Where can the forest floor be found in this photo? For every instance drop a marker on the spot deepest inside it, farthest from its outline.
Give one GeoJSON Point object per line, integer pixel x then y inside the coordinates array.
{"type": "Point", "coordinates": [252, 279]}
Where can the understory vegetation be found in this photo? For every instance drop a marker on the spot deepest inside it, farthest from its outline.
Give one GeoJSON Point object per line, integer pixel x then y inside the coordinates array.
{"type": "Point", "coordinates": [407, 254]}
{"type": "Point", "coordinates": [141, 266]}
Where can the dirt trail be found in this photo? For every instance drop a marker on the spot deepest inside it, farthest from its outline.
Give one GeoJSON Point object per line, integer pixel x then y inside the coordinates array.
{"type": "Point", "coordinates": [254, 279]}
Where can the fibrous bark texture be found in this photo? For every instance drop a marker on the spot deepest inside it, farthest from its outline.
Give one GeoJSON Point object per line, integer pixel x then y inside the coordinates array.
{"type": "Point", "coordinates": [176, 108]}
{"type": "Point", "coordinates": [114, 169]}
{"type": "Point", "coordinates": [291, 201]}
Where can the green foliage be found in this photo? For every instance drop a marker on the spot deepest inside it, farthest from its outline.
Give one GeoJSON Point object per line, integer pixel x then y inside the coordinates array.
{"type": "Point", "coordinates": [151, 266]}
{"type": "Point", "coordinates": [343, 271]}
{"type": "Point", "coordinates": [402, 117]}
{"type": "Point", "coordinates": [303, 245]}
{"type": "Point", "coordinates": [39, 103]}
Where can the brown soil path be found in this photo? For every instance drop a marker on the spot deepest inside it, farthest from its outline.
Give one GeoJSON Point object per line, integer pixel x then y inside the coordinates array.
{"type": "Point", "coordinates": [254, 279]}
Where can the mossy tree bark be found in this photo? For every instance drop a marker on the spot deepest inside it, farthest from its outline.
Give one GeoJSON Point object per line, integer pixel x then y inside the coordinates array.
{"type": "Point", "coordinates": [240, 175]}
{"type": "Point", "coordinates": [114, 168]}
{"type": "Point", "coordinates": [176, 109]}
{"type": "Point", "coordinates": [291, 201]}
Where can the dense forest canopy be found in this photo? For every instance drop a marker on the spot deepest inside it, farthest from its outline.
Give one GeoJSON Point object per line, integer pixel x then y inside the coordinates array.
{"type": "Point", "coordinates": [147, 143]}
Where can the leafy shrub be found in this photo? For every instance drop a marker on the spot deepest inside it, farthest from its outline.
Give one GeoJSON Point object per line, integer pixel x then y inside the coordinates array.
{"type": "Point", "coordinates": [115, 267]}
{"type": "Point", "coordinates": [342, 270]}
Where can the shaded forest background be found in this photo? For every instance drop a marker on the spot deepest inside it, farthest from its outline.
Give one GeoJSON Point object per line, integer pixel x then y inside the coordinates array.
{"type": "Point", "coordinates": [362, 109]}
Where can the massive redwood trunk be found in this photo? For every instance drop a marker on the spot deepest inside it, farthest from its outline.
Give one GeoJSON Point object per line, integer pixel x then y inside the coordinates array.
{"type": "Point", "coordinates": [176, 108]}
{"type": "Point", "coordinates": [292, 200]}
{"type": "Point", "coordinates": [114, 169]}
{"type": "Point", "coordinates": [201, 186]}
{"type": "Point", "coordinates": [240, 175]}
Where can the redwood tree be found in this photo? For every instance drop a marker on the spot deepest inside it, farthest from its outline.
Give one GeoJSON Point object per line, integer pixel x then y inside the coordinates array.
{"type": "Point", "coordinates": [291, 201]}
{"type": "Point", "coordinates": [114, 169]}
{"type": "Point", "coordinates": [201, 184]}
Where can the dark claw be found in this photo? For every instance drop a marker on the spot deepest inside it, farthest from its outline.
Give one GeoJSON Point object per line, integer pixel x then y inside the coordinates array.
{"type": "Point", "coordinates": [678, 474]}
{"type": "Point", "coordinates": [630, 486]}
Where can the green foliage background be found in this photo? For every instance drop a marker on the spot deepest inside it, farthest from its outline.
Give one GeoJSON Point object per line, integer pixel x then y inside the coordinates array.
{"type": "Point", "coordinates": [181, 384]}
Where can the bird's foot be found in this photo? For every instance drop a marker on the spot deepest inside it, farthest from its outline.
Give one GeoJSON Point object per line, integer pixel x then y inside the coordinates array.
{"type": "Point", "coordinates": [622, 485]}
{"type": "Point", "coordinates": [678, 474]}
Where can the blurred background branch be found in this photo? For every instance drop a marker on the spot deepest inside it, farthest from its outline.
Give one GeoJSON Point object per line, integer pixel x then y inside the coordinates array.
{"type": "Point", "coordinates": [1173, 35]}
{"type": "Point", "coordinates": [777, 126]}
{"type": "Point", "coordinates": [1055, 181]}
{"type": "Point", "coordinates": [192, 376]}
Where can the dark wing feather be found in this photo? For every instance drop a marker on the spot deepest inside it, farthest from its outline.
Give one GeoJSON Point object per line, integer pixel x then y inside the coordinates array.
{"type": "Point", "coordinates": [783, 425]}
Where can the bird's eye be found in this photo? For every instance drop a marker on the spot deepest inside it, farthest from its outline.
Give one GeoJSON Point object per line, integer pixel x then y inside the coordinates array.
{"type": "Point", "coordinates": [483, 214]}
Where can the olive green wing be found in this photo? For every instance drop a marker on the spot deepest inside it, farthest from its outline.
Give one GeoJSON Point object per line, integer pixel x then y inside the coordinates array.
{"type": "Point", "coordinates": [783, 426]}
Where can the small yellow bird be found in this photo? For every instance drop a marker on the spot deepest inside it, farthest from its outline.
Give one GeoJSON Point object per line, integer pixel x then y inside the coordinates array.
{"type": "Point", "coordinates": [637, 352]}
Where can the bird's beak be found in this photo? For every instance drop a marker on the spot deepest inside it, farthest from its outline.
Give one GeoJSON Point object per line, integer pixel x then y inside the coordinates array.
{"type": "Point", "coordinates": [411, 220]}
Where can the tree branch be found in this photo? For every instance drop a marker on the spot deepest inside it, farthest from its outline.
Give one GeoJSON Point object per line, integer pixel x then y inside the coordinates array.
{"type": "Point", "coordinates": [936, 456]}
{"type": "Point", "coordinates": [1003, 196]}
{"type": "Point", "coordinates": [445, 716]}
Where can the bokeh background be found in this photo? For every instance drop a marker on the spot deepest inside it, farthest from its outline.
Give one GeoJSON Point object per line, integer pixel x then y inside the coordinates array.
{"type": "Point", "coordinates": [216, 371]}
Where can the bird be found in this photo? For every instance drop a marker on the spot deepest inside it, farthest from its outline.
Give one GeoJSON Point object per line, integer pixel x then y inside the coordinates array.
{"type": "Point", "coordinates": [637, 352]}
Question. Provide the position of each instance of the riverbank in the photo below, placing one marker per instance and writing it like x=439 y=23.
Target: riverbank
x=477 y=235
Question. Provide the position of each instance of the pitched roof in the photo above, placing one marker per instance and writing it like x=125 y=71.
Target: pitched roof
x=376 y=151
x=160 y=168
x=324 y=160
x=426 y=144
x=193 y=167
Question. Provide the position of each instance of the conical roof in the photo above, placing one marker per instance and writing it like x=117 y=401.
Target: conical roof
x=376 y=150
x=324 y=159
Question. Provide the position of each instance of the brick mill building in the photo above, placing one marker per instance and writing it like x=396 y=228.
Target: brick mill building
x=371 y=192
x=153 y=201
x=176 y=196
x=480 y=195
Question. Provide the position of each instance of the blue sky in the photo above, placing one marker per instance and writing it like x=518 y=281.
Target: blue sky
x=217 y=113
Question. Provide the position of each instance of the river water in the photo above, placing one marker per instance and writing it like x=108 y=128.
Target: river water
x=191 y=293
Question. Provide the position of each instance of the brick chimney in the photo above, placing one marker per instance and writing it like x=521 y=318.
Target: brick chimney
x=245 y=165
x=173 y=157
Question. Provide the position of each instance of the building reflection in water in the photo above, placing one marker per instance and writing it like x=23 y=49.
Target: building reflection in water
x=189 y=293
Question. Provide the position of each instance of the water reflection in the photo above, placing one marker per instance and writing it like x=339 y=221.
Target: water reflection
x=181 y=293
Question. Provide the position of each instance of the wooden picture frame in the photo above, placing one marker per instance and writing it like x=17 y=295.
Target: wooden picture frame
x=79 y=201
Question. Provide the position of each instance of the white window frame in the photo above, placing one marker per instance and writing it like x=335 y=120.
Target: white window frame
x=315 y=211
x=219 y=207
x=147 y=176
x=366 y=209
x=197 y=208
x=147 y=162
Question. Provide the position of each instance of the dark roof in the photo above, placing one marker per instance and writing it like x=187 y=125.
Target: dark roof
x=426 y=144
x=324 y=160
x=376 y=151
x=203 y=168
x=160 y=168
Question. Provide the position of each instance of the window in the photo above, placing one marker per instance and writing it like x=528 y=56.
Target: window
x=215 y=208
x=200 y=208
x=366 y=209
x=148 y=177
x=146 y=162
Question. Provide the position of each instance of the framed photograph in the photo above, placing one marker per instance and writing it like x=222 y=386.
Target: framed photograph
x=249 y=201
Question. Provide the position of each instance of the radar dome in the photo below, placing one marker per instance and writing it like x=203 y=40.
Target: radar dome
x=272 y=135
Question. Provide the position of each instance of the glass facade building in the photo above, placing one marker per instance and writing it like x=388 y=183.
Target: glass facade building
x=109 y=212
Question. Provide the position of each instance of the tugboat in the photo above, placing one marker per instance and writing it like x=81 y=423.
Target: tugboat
------------
## WORK TO COMPLETE
Whenever the word "bird" shows up in a line of the entries above, copy that line.

## RESPONSE
Where can the bird's foot be found in this photo? For every instance drop a marker on the spot deepest inside it, farthest from its outline.
Where can the bird's eye be found in this photo? For every instance drop a marker on the spot deepest inside it, farthest from its outline.
Where can the small yellow bird be found in this photo? For every instance drop a marker on the spot deepest inside it, farthest from its outline.
Where can the bird's beak be found in this photo? For every instance drop a marker on the spot deepest inside it, farthest from its outline.
Where can the bird be found in this photo? For every instance drop a marker on the spot deepest inside it, farthest from its outline.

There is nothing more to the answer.